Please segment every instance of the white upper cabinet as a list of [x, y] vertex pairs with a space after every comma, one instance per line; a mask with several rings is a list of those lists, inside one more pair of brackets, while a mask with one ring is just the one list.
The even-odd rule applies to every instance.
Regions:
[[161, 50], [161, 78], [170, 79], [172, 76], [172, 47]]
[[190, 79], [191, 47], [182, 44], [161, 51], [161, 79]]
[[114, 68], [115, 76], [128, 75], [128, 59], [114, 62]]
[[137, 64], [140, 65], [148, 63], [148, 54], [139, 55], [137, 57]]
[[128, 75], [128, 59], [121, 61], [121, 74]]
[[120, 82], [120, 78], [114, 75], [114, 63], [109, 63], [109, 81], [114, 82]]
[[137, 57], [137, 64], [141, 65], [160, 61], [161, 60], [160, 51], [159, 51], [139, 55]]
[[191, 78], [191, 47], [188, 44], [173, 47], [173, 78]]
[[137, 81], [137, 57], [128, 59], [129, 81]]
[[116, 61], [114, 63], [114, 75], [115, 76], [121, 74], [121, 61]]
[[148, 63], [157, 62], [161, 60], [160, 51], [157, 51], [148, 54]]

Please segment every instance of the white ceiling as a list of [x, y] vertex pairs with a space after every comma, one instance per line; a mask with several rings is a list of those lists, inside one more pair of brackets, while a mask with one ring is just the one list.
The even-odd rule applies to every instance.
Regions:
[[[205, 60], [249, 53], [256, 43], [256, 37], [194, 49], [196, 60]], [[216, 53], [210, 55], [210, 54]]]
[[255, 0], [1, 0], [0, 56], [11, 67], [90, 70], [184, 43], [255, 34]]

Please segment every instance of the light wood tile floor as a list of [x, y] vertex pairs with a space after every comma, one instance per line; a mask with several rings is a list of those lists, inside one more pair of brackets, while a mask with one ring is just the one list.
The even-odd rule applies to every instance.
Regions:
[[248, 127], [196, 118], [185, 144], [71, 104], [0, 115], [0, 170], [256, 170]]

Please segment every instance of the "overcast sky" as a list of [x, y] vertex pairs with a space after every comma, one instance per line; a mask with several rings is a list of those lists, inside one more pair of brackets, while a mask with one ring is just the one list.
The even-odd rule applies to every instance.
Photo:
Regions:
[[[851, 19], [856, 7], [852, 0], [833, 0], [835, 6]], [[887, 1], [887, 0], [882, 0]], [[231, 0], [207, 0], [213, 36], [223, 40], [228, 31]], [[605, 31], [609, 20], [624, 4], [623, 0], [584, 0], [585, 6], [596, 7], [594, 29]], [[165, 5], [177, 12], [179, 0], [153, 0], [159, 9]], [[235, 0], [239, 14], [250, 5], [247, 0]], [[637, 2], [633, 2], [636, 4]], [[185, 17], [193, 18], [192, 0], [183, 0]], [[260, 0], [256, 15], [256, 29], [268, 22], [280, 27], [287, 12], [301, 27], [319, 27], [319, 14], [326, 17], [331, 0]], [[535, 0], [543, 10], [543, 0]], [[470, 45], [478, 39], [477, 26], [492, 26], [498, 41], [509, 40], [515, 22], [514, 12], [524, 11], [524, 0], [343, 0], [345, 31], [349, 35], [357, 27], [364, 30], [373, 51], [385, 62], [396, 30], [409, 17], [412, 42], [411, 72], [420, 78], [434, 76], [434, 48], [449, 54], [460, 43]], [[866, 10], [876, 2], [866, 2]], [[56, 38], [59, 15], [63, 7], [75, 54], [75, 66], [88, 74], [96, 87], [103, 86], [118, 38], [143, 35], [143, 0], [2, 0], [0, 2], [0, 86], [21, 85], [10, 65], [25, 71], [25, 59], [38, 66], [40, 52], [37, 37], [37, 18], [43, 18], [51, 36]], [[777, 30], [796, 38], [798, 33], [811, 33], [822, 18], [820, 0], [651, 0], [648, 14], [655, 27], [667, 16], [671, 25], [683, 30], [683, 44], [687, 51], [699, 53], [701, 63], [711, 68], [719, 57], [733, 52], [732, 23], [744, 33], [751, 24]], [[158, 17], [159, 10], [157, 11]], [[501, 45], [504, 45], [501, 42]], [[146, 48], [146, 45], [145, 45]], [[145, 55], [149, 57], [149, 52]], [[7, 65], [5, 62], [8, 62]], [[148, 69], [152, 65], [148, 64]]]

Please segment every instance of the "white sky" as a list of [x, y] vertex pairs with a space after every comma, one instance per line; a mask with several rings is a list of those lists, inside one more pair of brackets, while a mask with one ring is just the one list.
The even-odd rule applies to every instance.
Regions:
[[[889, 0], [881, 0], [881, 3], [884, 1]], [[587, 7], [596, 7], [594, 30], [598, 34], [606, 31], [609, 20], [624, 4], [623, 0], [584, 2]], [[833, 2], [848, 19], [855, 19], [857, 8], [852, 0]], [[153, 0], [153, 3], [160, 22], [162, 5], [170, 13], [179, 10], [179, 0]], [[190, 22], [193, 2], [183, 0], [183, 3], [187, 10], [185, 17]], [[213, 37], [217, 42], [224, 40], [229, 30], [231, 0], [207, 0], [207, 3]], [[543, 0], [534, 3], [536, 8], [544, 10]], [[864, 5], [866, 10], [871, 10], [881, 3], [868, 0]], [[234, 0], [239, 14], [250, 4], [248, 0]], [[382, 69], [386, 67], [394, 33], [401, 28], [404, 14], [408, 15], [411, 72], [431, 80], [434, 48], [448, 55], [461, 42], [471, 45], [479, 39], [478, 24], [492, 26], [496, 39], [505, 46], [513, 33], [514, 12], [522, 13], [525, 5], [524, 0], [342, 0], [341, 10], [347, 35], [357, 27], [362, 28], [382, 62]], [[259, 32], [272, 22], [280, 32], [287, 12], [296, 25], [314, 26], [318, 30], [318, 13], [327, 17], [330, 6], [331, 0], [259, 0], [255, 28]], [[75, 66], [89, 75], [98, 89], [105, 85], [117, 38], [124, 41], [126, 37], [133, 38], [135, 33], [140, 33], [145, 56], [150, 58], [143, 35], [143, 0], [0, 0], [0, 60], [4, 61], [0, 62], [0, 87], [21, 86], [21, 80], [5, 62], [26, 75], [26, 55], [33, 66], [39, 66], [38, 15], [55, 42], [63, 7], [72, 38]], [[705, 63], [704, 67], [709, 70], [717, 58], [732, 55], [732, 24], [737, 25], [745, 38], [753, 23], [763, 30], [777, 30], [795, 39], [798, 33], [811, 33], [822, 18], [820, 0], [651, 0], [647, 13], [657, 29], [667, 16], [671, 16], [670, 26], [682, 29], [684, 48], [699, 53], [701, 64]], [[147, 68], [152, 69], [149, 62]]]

> _Challenge_
Turn everything from the line containing "Please segment every instance of the white ceiling" down to the line containing "170], [256, 170]]", both included, into a numbered list, leaving out blank lines.

> _Reply to the exercise_
1. Please segment every instance of the white ceiling as a list of [x, y] vertex pairs with a space after every comma, one instance per line; a mask with several rings is a list of those lists, inside one more pair of brackets, while a mask with one ring is just the one list.
2. The even-odd rule applies to every instance.
3. Regions:
4. [[[205, 60], [249, 53], [256, 43], [256, 37], [194, 49], [196, 60]], [[216, 53], [210, 55], [210, 54]]]
5. [[255, 0], [1, 0], [0, 56], [11, 67], [90, 70], [184, 43], [255, 34]]
6. Please segment every instance of the light wood tile floor as a list of [x, y] vertex pairs with a space after every comma, one instance per line; a mask with several rings is a list of those lists, inside one more pair of brackets, while a mask with one ring is just the one list.
7. The even-odd rule applies to every instance.
8. Regions:
9. [[248, 127], [196, 118], [185, 144], [71, 104], [0, 115], [0, 170], [256, 170]]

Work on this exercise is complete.